■ Task details: In the records below, find the line with "TARGET = white background" and the line with "TARGET = fingernail". Print both exactly, along with every line between them, and no other line.

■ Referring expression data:

= Beginning of Section =

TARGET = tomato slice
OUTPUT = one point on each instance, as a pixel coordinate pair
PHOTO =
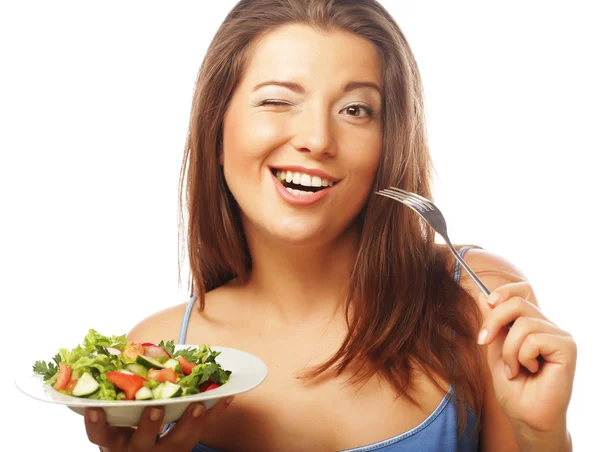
(72, 385)
(64, 375)
(186, 366)
(128, 383)
(154, 351)
(162, 375)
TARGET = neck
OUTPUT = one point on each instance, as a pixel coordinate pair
(300, 284)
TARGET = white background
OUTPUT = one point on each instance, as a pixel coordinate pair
(94, 104)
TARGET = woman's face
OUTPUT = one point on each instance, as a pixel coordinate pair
(302, 135)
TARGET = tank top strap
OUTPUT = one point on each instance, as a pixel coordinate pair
(186, 320)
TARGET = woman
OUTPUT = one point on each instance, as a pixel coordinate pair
(373, 339)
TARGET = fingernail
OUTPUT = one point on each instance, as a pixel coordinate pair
(482, 336)
(198, 410)
(154, 414)
(493, 299)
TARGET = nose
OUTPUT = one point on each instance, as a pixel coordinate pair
(313, 132)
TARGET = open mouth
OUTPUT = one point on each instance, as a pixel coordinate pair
(302, 182)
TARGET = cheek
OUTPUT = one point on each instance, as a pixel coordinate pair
(248, 138)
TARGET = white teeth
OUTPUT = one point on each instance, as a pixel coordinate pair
(298, 192)
(302, 179)
(305, 180)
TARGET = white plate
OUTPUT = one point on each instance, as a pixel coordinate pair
(247, 372)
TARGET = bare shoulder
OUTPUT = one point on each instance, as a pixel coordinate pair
(162, 325)
(493, 270)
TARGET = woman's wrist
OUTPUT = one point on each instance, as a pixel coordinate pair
(558, 440)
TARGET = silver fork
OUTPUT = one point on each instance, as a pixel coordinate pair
(432, 215)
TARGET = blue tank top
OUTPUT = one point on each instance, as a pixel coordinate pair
(439, 432)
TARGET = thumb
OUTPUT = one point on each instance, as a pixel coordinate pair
(494, 348)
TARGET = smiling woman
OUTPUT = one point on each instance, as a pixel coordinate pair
(373, 338)
(314, 104)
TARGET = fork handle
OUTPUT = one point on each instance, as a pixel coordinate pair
(471, 273)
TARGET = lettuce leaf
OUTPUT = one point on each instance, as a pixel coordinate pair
(93, 340)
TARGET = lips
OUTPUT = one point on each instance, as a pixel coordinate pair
(301, 194)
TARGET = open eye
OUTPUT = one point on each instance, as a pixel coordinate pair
(356, 109)
(275, 103)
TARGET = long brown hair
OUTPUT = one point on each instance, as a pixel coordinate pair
(407, 312)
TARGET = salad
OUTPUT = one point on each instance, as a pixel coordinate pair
(110, 368)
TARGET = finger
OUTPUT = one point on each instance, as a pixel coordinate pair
(505, 314)
(508, 291)
(189, 429)
(148, 430)
(518, 333)
(96, 427)
(556, 349)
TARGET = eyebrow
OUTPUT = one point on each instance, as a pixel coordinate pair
(298, 88)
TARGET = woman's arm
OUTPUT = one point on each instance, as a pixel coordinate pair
(528, 410)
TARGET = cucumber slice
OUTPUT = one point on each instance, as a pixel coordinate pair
(157, 392)
(137, 369)
(172, 364)
(148, 363)
(170, 390)
(86, 385)
(143, 394)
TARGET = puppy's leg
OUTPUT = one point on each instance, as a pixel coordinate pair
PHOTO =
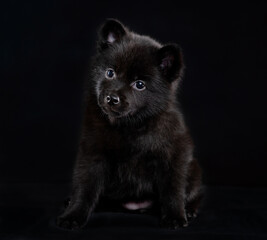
(88, 184)
(194, 190)
(172, 199)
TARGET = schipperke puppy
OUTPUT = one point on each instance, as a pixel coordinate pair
(135, 147)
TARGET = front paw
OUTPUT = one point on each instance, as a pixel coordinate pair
(72, 220)
(173, 222)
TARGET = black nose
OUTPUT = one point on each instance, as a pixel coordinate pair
(112, 99)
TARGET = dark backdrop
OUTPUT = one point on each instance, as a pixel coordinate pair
(45, 51)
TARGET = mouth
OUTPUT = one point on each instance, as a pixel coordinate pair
(114, 113)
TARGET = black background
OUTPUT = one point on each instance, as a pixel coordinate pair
(45, 50)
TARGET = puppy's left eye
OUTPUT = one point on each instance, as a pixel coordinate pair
(139, 85)
(110, 74)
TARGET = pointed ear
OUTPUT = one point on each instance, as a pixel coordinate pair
(110, 32)
(170, 61)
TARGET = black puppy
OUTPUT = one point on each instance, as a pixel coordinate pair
(135, 147)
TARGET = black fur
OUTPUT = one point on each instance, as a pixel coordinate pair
(138, 148)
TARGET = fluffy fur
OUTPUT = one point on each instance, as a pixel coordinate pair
(135, 146)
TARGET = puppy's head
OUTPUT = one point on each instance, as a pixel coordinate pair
(134, 76)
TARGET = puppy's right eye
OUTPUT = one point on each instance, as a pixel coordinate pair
(110, 74)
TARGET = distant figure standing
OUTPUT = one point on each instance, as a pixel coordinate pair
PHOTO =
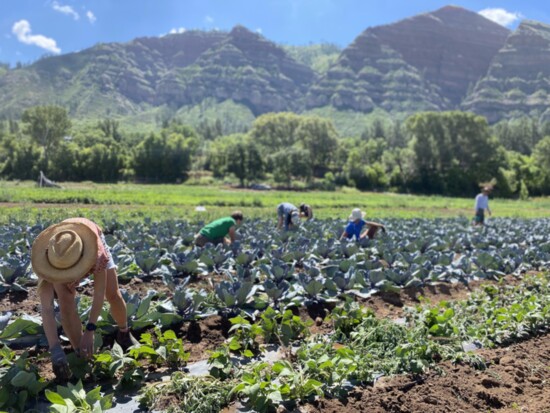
(288, 216)
(482, 204)
(306, 211)
(354, 228)
(217, 231)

= End of Section =

■ Answer to this task:
TARGET = white background
OUTPUT = one point on each instance, as a pixel coordinate pair
(94, 104)
TARGET = woman's face
OUTPUT = one point on each instance, as a pixel coordinate pair
(302, 135)
TARGET = tank top strap
OUTPUT = one point on each instance, as a pixel coordinate pair
(186, 320)
TARGET = woman
OUTPUT = one point on each instance, as a pixel coordinate pair
(373, 339)
TARGET = fingernail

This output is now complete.